**Some tips to help alleviate students' fears of variance analysis**

Since long ago, variance analysis has been an area that evokes fear in students worldwide. Students enter the exam hall, desperately running through the formulae used to calculate all the different variances, fearful of forgetting them before they have managed to put pen to paper. Then the inevitable happens: they turn over the exam paper and a variance question stares back at them. Frantically, they scribble down all the formulae before they are lost forever. Alas, they can’t remember it quite accurately enough. Is it actual quantity x standard price or standard quantity x actual price? Panic grips them. Logic flies out of the window. They move desperately on to the next question.

Does this sound like a familiar story to you? If it does, carry on reading. This article might help you. Many articles have been written about variance analysis over the years, but the purpose of this one is to cover the area of calculating materials mix and yield variances.

**Material usage variance
**Most students have relatively little difficulty in calculating a straightforward material usage variance. As a reminder, let’s recap on what the material usage variance is and how it is calculated. The material usage variance analyses the difference between how much actual material we used for our production relative to how much we expected to use, based on standard usage levels. So, for example, if we made 5,000 items using 11,000kg of material A and our standard material usage is only 2kg per item, then we clearly used 1,000kg of material more than we expected to (11,000kg – [2 kg x 5,000 items]). In terms of how we value this difference, it must be at standard cost. Any difference between standard and actual cost would be dealt with by the material price variance.

There can be many reasons for an adverse material usage variance. It may be that inferior quality material have been purchased, perhaps at a lower price. This may be reflected in a favourable material price variance: the materials were cheaper but as a result there was perhaps more waste.

On the other hand, it may be that changes to the production process have been made, or that increased quality controls have been introduced, resulting in more items being rejected. Whatever the cause, it can only be investigated after separate material usage variances have been calculated for each type of material used and then allocated to a responsibility centre.

**Further variance analysis where several materials are used
**The fact that most products will be comprised of several, or sometimes hundreds of different materials, leads us back to the more detailed materials mix and yield variances that can be calculated in these instances. In many industries, particularly where the product being made undergoes a chemical process, it may be possible to combine different levels of the component materials to make the same product. This, in turn, may result in differing yields, dependent on the mix of materials that has been used. Note, when we talk about the materials ‘mix’ we are referring to the quantity of each material that is used to make our product ie we are referring to our inputs. When we talk about ‘yield’, on the other hand, we are talking about how much of our product is produced, ie our output.

**Materials mix variance
**In any process, much time and money will have been spent ascertaining the exact optimum mix of materials. The optimum mix of materials will be the one that balances the cost of each of the materials with the yield that they generate. The yield must also reach certain quality standards. Let us take the example of a chemical, C, that uses both chemicals A and B to make it. Chemical A has a standard cost of $20 per litre and chemical B has a standard cost of $25 per litre. Research has shown that various combinations of chemicals A and B can be used to make C, which has a standard selling price of $30 per litre. The best two of these combinations have been established as:

Mix 1: 10 litres of A and 10 litres of B will yield 18 litres of C; and

Mix 2: 8 litres of A and 12 litres of B will yield 19 litres of C.

[Entries from a pointing dataset]

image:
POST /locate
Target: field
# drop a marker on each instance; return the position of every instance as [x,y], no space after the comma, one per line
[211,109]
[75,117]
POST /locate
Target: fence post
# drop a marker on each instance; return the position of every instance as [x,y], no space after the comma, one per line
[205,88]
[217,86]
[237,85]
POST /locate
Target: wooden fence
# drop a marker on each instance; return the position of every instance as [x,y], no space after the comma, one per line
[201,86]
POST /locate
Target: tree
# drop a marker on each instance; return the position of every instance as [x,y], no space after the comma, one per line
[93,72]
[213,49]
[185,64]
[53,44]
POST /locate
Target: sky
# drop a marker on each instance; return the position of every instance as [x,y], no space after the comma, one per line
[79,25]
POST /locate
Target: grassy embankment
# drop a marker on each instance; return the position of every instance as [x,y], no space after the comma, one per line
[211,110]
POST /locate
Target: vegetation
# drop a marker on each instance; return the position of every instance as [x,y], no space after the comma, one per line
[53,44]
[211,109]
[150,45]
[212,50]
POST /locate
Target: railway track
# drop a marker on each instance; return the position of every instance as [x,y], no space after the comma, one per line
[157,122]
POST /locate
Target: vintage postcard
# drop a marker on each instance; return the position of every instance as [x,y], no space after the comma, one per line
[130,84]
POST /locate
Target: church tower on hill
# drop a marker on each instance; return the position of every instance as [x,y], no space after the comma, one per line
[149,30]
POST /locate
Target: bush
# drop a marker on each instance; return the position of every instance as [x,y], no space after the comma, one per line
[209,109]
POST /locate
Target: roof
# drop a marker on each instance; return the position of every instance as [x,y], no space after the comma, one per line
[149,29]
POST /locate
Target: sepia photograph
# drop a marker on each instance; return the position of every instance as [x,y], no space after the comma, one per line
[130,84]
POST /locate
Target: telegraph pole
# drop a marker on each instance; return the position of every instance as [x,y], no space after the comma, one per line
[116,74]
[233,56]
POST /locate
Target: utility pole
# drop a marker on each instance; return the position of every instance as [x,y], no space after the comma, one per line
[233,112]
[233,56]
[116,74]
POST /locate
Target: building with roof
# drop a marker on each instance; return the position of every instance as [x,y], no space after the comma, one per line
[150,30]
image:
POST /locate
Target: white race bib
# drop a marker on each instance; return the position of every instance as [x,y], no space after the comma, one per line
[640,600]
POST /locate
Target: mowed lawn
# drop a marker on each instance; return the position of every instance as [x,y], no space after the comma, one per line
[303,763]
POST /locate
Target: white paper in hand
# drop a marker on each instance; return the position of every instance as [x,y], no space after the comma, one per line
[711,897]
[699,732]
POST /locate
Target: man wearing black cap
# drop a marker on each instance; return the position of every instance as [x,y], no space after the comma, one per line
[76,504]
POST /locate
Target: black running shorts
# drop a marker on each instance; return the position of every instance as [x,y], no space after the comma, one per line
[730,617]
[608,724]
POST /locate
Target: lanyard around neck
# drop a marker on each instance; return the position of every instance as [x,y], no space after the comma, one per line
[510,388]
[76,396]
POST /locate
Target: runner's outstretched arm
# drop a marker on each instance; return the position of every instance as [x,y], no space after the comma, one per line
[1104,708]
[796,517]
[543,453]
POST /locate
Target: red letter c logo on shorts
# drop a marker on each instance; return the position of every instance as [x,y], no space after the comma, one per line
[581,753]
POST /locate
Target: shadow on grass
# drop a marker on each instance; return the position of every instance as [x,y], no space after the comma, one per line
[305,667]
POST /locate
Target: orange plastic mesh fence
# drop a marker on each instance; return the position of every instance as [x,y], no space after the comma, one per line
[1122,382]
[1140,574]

▸ TO-DO LIST:
a: Condense the paragraph of the variance analysis article that begins "There can be many reasons" into a shorter version that keeps its main facts.
b: In the variance analysis article, switch "quality controls" to "inspection procedures" throughout everything from "On the other hand, it" down to "a responsibility centre.".
c: According to the variance analysis article, what is the standard selling price of chemical C?

▸ RESPONSE LIST:
a: An adverse material usage variance can have many causes. One is the purchase of inferior-quality material, possibly at a lower price. This may appear as a favorable material price variance: the materials cost less but perhaps led to more waste.

b:
On the other hand, it may be that changes to the production process have been made, or that increased inspection procedures have been introduced, resulting in more items being rejected. Whatever the cause, it can only be investigated after separate material usage variances have been calculated for each type of material used and then allocated to a responsibility centre.

c: $30 per litre.